# Start of Items

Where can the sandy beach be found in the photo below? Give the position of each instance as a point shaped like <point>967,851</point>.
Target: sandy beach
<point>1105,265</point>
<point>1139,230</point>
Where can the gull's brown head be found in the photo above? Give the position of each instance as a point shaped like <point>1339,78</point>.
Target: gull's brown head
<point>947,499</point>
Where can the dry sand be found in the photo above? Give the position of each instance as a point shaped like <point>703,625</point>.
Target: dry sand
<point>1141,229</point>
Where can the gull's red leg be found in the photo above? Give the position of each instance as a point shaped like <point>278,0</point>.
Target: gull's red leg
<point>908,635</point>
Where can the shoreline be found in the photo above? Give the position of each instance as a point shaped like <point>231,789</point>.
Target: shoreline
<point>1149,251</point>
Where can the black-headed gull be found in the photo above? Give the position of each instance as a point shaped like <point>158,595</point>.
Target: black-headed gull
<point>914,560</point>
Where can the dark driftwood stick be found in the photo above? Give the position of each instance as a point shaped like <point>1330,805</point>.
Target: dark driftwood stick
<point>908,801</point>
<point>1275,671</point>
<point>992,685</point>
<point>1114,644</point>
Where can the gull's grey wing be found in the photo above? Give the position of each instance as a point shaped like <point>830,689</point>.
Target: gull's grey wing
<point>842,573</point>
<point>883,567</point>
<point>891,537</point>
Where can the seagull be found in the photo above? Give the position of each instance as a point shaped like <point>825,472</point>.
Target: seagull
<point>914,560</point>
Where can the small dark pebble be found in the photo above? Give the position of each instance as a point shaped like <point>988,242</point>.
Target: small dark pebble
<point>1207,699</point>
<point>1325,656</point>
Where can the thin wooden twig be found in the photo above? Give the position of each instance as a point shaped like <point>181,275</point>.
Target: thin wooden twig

# End of Items

> Given task:
Copy out all the data above with every "Target" swapped for "Label", leaving everything else unchanged.

> Solution:
Where can the sandy beach be found in the photo below? Give the position of each instance as a point shaped like <point>967,851</point>.
Label: sandy beach
<point>1105,265</point>
<point>1139,230</point>
Where can the gull's brown head be found in the photo above? Give the position of each instance as a point shaped like <point>1339,78</point>.
Label: gull's brown head
<point>947,499</point>
Where can the dry sand be found in the photo above? Give the position of each instance as a point shaped like <point>703,625</point>.
Label: dry sand
<point>1141,229</point>
Where can the gull's red leg be found in the photo above? Give the position of each instance as a point shaped like <point>278,0</point>.
Label: gull's red leg
<point>908,635</point>
Where can the shoreline be found in the photo above? Give the position of each instance as a point shaped like <point>231,789</point>.
Label: shoreline
<point>1149,251</point>
Where can the black-headed gull be found in the photo above? Give the position of each instance as a point shaped like <point>158,595</point>.
Label: black-headed gull
<point>914,560</point>
Where can the dark driftwood stick be found in the photo above? Give the position of each instance as a point shaped like <point>1330,805</point>.
Label: dark driftwood stick
<point>908,801</point>
<point>1275,671</point>
<point>992,685</point>
<point>1114,644</point>
Where can the gull's grey wing be found in the photo above? Give the position of each instance as a point shaped like <point>830,689</point>.
Label: gull's grey wing
<point>842,573</point>
<point>883,567</point>
<point>891,537</point>
Where can the seagull be found in the photo above? Give the position of each instance as a point shaped like <point>825,472</point>.
Label: seagull
<point>914,560</point>
Where can the small dark pebble be found in the photo above? Give the position of each instance as a point shaped like <point>988,242</point>.
Label: small dark pebble
<point>1207,699</point>
<point>1325,656</point>
Where can the thin wooden twig be found in the photo above? Give the position of each instance as a point shaped like <point>181,275</point>.
Label: thin wooden twig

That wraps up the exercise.